▶ Directions for this task
Please show every line in the items below that contains the word "white". Case counts, so match only that exact capitalization.

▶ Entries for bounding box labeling
○ ○ ○ ○

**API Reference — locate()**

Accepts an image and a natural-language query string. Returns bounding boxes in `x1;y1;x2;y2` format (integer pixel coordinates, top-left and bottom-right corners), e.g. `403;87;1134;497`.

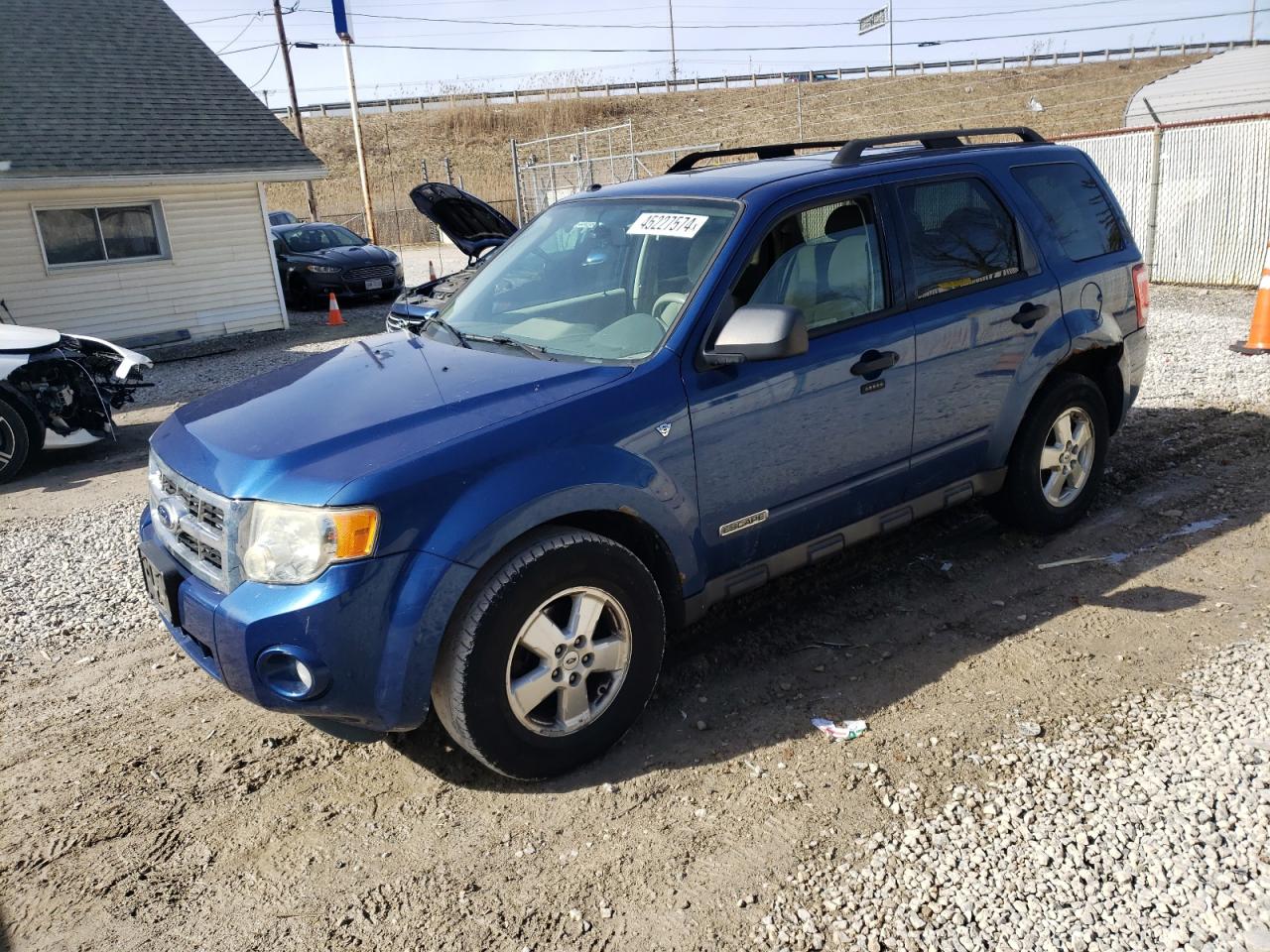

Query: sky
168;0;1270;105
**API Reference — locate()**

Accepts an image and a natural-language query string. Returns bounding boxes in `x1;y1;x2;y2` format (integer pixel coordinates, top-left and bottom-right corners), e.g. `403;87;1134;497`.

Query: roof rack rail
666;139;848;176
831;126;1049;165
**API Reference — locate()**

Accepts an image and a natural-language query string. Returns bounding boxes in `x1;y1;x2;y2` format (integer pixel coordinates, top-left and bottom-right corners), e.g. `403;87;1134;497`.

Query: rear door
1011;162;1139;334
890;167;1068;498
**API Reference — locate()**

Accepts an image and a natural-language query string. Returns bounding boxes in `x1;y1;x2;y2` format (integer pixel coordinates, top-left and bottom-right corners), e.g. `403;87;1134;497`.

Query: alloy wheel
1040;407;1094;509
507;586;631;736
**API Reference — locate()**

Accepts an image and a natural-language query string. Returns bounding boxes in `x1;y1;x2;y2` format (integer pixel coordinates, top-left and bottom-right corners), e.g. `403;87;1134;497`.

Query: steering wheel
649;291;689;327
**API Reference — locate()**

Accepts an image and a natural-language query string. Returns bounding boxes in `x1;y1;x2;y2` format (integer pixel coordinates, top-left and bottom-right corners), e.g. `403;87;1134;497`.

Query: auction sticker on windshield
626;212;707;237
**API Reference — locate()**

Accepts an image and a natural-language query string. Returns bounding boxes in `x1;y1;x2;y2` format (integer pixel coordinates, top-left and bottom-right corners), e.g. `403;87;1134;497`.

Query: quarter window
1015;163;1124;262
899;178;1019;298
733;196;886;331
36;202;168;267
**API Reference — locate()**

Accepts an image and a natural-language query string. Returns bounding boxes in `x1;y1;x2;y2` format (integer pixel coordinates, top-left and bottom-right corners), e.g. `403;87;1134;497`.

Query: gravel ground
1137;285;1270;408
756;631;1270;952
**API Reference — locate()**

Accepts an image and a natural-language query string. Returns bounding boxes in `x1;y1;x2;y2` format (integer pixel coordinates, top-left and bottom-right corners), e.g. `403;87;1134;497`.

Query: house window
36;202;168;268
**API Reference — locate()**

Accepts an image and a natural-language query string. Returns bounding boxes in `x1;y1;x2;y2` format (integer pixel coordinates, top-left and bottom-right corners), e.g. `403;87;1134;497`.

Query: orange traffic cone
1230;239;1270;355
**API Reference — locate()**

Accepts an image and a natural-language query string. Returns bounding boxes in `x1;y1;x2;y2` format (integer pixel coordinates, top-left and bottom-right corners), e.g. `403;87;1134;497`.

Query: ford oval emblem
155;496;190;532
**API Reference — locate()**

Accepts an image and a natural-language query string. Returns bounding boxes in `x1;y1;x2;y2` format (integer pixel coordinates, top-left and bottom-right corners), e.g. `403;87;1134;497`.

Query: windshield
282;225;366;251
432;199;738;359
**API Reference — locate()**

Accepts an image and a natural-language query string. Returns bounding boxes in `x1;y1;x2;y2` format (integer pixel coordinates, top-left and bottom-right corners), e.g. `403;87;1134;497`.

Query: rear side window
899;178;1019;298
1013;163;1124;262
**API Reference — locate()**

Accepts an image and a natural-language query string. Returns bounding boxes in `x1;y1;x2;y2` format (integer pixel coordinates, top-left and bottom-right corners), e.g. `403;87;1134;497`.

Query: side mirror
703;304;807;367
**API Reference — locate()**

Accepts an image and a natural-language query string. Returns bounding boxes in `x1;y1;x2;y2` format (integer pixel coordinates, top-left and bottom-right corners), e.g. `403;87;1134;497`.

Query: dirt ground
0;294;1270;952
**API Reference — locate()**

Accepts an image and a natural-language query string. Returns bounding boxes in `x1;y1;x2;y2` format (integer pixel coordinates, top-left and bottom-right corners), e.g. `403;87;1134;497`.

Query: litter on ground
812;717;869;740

○ ○ ○ ○

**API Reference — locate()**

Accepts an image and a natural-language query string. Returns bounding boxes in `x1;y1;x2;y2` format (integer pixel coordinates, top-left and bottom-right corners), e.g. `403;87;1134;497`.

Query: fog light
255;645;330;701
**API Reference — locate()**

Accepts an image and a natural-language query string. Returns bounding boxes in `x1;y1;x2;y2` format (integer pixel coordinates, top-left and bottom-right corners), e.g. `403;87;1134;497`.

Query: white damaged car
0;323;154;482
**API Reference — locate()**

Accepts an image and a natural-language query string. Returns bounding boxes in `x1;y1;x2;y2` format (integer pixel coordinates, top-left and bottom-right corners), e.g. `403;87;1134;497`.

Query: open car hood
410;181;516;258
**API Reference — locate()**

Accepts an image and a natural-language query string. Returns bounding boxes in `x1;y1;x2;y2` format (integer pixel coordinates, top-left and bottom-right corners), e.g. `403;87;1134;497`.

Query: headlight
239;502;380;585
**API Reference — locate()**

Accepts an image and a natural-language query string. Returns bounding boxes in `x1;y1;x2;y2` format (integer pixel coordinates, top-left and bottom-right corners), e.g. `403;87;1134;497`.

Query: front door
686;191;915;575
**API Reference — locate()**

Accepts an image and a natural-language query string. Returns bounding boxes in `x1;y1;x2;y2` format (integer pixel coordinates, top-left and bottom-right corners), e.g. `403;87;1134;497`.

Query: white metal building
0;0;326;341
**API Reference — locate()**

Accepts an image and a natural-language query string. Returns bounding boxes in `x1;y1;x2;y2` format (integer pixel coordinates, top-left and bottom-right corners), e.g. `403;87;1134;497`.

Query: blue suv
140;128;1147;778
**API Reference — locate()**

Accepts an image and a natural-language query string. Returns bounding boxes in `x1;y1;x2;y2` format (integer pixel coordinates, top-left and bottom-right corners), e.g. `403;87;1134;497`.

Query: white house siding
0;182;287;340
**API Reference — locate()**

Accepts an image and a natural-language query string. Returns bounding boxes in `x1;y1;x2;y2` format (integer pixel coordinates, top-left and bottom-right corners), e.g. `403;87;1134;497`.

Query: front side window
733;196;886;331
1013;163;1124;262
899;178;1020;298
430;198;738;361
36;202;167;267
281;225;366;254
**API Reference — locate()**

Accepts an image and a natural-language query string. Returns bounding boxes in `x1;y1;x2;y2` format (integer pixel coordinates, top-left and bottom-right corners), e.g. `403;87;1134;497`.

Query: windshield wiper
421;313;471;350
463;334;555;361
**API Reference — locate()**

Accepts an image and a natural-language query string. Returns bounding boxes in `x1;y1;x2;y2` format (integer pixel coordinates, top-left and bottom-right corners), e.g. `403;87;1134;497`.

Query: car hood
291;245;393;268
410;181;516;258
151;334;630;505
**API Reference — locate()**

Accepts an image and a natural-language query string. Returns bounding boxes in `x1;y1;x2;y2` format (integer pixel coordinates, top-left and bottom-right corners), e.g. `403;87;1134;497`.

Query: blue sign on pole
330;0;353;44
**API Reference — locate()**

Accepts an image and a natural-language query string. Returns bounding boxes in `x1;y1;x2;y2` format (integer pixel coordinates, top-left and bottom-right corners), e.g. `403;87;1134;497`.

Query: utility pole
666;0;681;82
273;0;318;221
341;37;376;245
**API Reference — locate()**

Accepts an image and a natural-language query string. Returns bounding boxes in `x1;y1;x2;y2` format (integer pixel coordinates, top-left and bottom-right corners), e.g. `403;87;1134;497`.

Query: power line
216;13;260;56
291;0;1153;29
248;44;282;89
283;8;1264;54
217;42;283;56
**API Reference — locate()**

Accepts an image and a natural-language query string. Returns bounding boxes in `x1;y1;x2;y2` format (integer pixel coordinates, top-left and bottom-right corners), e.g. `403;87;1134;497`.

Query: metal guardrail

○ ○ ○ ○

▶ Correct answer
Query: white damaged car
Query: white metal building
Query: white house siding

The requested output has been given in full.